==== 原文 ====

—1931年秋,全家随大哥离开东北,开始了流亡生涯,进入北平东北中学后参加抗日救亡运动。
—1937年7月,在国民革命军第29军军事训练团学习,参加了南苑对日作战。
—1938年1月,参加了八路军,后随抗大一分校奔赴山东,调入115师。
—1954年11月,出任鞍钢基建系统党委政治部副主任,后任鞍山钢铁建设公司党委副书记。
邢路,一个富有寓意的名字。一位东北流亡少年,自从走上了革命道路,就一直使用这个名字。
1931年秋天,内蒙古哲里木盟(今通辽市)西南60里的余粮堡,乌云压顶,大雨连绵。西辽河发水了!大水漫过了道路,灌满了道路两侧的壕沟。保甲长挨家挨户催人去修坝补堤,邢家人手不济,当中医的父亲只得去应数。已经傍晚,父亲尚未归来,母亲畏缩在炕梢唉声叹气,12岁的邢路和小弟弟依偎在一旁。
“砰……砰……砰……”一阵敲门声。
邢路急忙去开门,原来是大哥。真凑巧,父亲也从堤上回来了。母亲转忧为喜,赶紧烧水做饭。毕业于东北讲武堂的大哥,如今在东北军的炮4旅12团服役,驻扎在辽西的山城北镇。这次,大哥匆匆忙忙赶回来,是要接走全家,随部队行动,以防战祸殃及。
别了东北,别了家乡!“九一八”事变发生后,少年邢路踏上了流亡之路,留在记忆中的是惜别与无奈,是屈辱与仇恨。
在北镇,大哥将全家安顿下来后,随军开往河北静海去了;邢路进了城里的老爷庙小学读4年级。学期刚开始,还没有感到战争的威胁,不久情况就变了。日本的飞机在山城的上空盘旋,没目标地扫射、扔炸弹,人心惶惶,议论纷纷。城里的大操场上,聚拢着密密麻麻的人们,听奉天那边来的人演讲“九一八”事变,声泪俱下。

====

打印原文中以“1931年秋天,内蒙古哲里木”开头、一直到“是惜别与无奈,是屈辱与仇恨。”为止的部分，一字不改。 作答时只依据原文。

==== 数据 ====

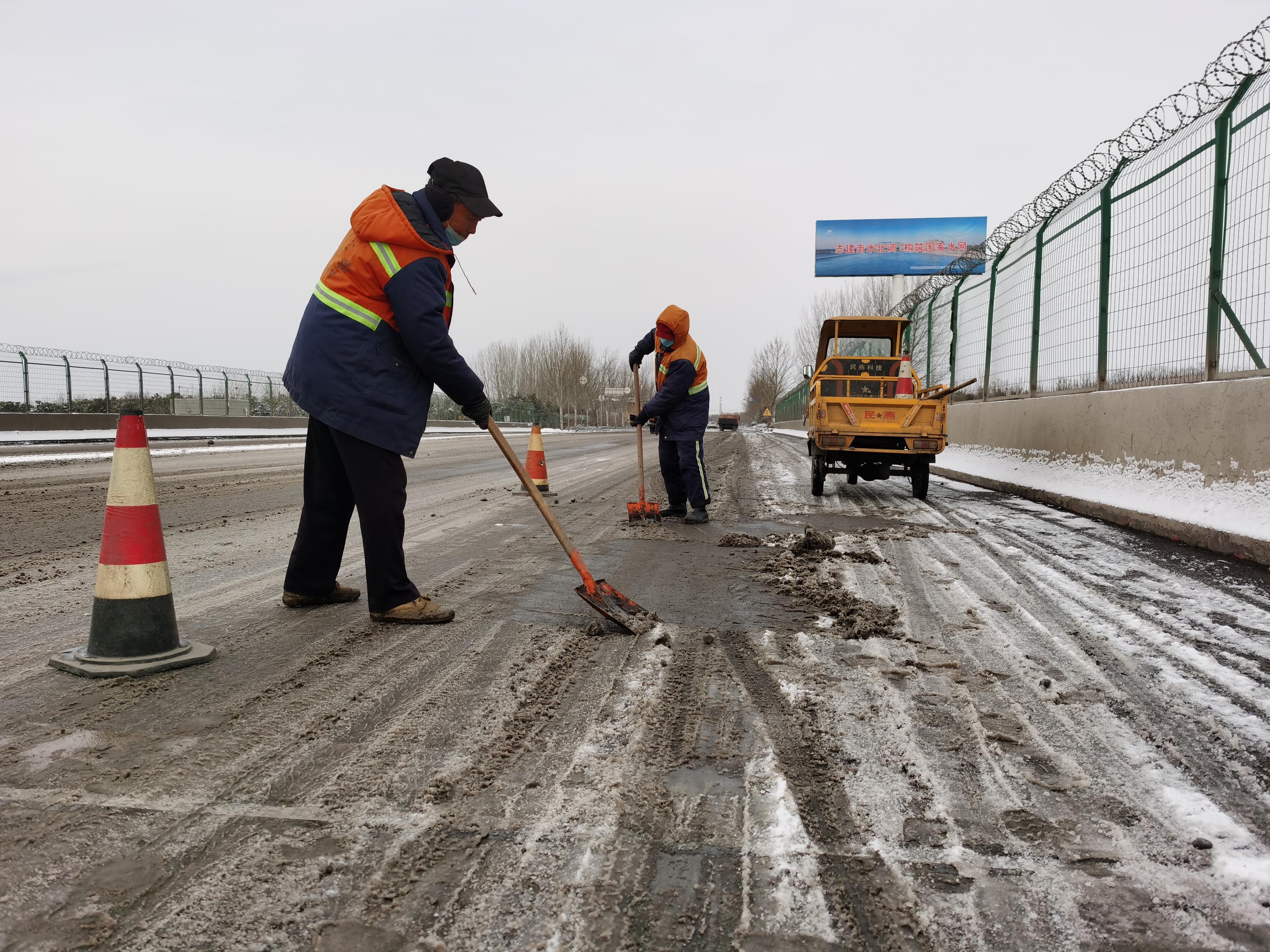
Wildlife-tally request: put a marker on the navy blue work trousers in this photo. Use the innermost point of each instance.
(684, 469)
(342, 473)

====

参考答案
1931年秋天,内蒙古哲里木盟(今通辽市)西南60里的余粮堡,乌云压顶,大雨连绵。西辽河发水了!大水漫过了道路,灌满了道路两侧的壕沟。保甲长挨家挨户催人去修坝补堤,邢家人手不济,当中医的父亲只得去应数。已经傍晚,父亲尚未归来,母亲畏缩在炕梢唉声叹气,12岁的邢路和小弟弟依偎在一旁。
“砰……砰……砰……”一阵敲门声。
邢路急忙去开门,原来是大哥。真凑巧,父亲也从堤上回来了。母亲转忧为喜,赶紧烧水做饭。毕业于东北讲武堂的大哥,如今在东北军的炮4旅12团服役,驻扎在辽西的山城北镇。这次,大哥匆匆忙忙赶回来,是要接走全家,随部队行动,以防战祸殃及。
别了东北,别了家乡!“九一八”事变发生后,少年邢路踏上了流亡之路,留在记忆中的是惜别与无奈,是屈辱与仇恨。